| EXTRACT TO READ |

# My roller loft.



## mb5322 (May 10, 2009)

It's basically a redroselofts starter loft that I've modified to be 12 feet long. It's divided into 3 sections for hens, cocks and breeders. I was able to put the entire loft together for about $500.00 with some creativity.Since this photo I've added a 3 foot by 10 inch vents to the bottom of each section, and 6 inch by 3 foot vent to the top back of each section. The last pic is my first birds to pair up and and get moved to the breeder loft. Thats my silver/black fleck cock on the eggs, he's mated up to a blue baldhead.


----------



## birds+me=happy (May 21, 2009)

Wow, a very colorfull loft. I bet it's more of a fun house for your birds.-kidding The loft looks great and well thought out. It looks like you have some happy, clean birds too!!


----------



## Lovebirds (Sep 6, 2002)

Nice loft. That cock birds looks like if you get any closer, you're going to get smacked but good!!! LOL


----------



## Keith C. (Jan 25, 2005)

It is a beautifull loft. 
I got to see it first hand.
Matt invited me over to take a look at it and the rollers he bought from me.
The loft is in a great location too. There is plenty of open space for the rollers to fly and perform.
Keith


----------

| INFORMATION PROVIDED |
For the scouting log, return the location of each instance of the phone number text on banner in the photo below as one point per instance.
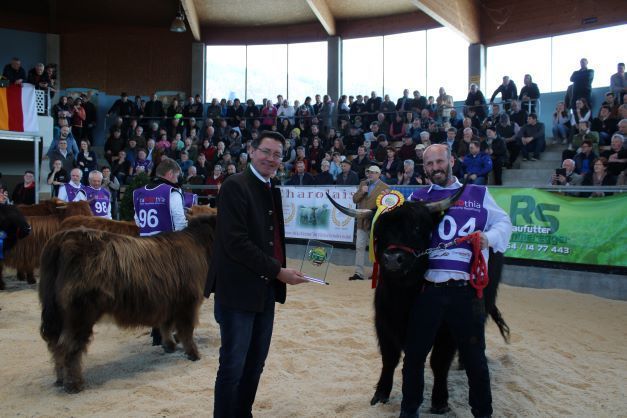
(308, 214)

| WHAT TO PRODUCE |
Give the name of each person who posted in the roller loft thread.

| RESULT OF THE TASK |
mb5322
birds+me=happy
Lovebirds
Keith C.